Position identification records
(begin)

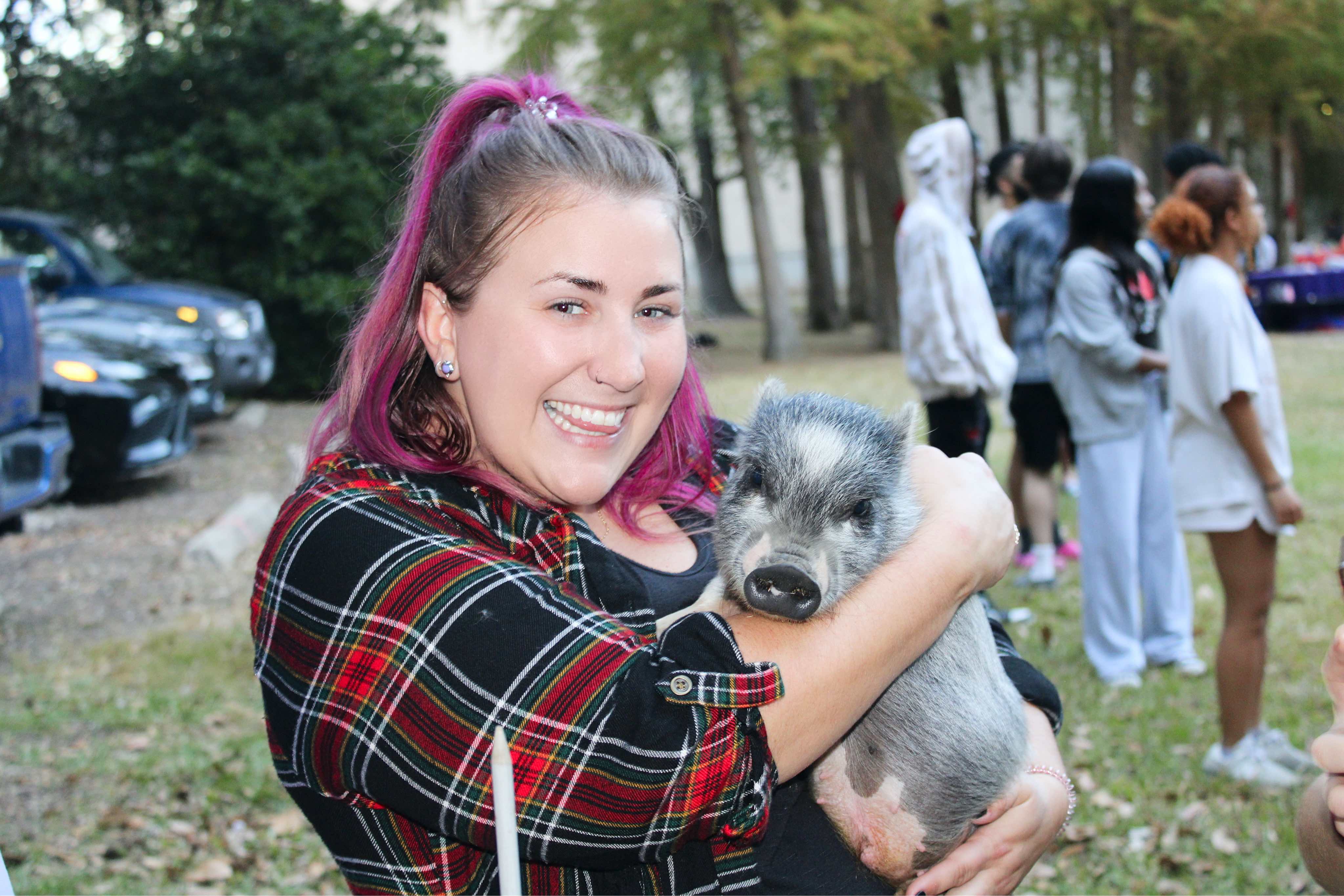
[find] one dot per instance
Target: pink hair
(384, 358)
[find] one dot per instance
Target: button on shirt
(1023, 261)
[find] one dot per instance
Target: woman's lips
(582, 420)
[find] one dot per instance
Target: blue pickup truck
(65, 262)
(34, 447)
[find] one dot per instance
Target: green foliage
(259, 148)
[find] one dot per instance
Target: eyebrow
(600, 288)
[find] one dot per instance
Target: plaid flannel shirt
(398, 618)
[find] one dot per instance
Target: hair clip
(543, 108)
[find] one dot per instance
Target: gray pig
(819, 499)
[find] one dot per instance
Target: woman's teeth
(565, 416)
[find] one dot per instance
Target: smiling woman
(510, 484)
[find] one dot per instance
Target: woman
(522, 448)
(1105, 365)
(1230, 460)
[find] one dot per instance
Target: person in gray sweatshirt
(1108, 371)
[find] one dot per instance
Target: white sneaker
(1248, 762)
(1191, 667)
(1280, 750)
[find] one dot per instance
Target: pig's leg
(878, 828)
(710, 601)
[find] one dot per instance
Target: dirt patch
(111, 563)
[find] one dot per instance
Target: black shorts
(1041, 424)
(959, 425)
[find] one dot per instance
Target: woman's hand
(1287, 506)
(1014, 833)
(1328, 750)
(963, 497)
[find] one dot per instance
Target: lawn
(140, 766)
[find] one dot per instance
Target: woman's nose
(619, 358)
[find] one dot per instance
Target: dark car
(193, 347)
(64, 262)
(34, 447)
(128, 407)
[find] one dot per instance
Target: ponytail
(1182, 226)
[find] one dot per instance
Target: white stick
(506, 817)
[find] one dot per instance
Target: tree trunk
(948, 84)
(1041, 57)
(783, 339)
(858, 253)
(1181, 123)
(718, 299)
(877, 154)
(823, 305)
(1000, 84)
(1124, 68)
(1277, 203)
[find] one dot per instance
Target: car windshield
(108, 268)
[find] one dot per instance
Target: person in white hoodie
(955, 354)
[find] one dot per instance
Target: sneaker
(1279, 749)
(1191, 667)
(1248, 762)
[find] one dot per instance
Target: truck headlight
(233, 324)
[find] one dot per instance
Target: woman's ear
(437, 328)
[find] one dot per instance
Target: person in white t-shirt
(1231, 469)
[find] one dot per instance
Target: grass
(142, 767)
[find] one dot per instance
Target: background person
(1022, 277)
(1231, 468)
(499, 512)
(955, 354)
(1105, 363)
(1003, 180)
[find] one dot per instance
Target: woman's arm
(1014, 833)
(836, 667)
(1241, 416)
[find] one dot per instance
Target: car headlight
(233, 324)
(76, 371)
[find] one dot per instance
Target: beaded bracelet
(1069, 786)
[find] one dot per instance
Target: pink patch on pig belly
(878, 828)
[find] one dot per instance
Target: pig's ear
(905, 422)
(769, 391)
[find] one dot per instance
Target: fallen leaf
(212, 870)
(1193, 812)
(1224, 843)
(285, 823)
(1140, 840)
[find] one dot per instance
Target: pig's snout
(783, 590)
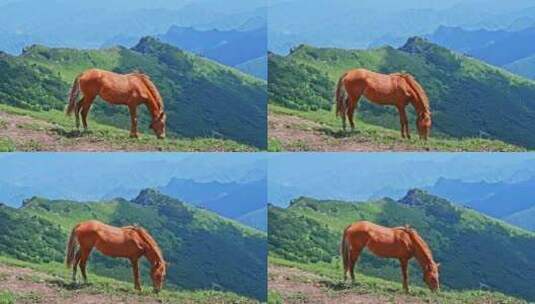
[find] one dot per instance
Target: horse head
(158, 125)
(424, 125)
(431, 276)
(157, 275)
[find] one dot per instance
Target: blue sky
(90, 176)
(359, 176)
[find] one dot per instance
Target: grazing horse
(402, 243)
(130, 242)
(397, 89)
(130, 90)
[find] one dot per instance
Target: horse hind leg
(84, 257)
(75, 265)
(86, 106)
(77, 112)
(404, 122)
(405, 273)
(353, 259)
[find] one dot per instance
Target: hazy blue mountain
(499, 200)
(204, 250)
(90, 24)
(524, 67)
(241, 201)
(86, 177)
(360, 24)
(497, 47)
(363, 176)
(231, 47)
(524, 219)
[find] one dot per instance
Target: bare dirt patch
(30, 286)
(298, 134)
(297, 286)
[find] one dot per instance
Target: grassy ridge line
(381, 135)
(332, 274)
(107, 286)
(115, 138)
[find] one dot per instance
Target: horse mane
(421, 246)
(151, 87)
(417, 88)
(147, 238)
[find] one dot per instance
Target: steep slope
(309, 232)
(524, 218)
(202, 98)
(496, 47)
(43, 283)
(228, 47)
(204, 250)
(89, 24)
(240, 201)
(30, 131)
(499, 199)
(468, 98)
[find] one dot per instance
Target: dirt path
(298, 134)
(26, 133)
(297, 286)
(28, 286)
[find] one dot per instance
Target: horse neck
(420, 108)
(422, 253)
(152, 256)
(154, 108)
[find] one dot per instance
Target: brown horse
(397, 89)
(401, 243)
(130, 242)
(130, 90)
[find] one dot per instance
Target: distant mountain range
(487, 252)
(202, 98)
(334, 23)
(205, 251)
(512, 50)
(82, 24)
(244, 202)
(512, 202)
(468, 98)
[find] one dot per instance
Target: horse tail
(340, 96)
(345, 251)
(155, 94)
(72, 243)
(419, 91)
(73, 95)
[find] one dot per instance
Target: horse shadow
(70, 134)
(338, 285)
(68, 285)
(337, 133)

(end)

■ **Exercise brief**
Count the lines of the data above that contain the string "pink". Case counts, and give only the number.

■ **Written answer**
2